Point annotation records:
□ □ □

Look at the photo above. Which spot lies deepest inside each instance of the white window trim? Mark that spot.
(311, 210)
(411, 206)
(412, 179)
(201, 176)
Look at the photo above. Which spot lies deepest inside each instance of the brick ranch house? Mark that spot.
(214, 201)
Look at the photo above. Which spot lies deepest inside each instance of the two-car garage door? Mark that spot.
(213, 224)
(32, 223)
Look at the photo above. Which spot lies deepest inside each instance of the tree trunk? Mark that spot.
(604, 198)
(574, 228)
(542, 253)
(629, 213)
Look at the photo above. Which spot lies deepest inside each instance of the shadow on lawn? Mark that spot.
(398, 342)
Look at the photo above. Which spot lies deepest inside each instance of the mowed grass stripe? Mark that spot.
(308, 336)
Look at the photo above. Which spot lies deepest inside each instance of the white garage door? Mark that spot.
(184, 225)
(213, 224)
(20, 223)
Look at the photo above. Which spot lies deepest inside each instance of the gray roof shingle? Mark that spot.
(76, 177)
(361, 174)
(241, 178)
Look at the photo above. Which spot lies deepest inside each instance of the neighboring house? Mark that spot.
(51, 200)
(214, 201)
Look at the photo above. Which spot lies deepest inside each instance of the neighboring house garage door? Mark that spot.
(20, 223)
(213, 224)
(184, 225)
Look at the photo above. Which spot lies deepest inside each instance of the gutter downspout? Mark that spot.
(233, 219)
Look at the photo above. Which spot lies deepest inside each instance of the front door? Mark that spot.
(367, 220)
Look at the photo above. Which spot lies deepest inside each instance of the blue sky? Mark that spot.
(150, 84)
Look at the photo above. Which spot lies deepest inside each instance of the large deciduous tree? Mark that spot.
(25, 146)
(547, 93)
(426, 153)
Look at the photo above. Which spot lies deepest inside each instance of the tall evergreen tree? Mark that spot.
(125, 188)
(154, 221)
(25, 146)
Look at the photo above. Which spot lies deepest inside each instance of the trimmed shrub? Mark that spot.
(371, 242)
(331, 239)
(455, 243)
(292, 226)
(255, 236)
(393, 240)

□ □ □

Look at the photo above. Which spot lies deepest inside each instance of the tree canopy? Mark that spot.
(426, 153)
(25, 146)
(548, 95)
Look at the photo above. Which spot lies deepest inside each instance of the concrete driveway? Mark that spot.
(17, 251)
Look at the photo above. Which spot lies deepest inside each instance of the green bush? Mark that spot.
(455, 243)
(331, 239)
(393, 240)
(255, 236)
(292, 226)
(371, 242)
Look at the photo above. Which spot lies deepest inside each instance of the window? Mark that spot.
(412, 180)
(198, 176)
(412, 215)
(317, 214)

□ □ □

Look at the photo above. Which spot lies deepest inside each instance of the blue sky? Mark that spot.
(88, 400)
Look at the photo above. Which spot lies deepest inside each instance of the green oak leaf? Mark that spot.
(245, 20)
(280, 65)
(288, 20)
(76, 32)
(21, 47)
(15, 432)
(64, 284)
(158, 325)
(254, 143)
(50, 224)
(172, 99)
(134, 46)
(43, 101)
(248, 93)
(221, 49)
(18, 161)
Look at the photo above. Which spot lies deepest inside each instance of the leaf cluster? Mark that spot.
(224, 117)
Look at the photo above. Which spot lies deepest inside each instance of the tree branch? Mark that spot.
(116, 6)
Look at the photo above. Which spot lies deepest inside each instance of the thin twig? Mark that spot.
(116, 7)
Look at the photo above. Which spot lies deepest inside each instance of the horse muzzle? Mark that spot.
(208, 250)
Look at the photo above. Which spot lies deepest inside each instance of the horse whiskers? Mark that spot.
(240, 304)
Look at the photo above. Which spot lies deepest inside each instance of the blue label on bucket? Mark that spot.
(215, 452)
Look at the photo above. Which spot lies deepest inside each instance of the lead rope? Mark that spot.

□ □ □

Stated exercise:
Determine how many lines in the listing above contain the word "horse". Give only the number.

Task output:
2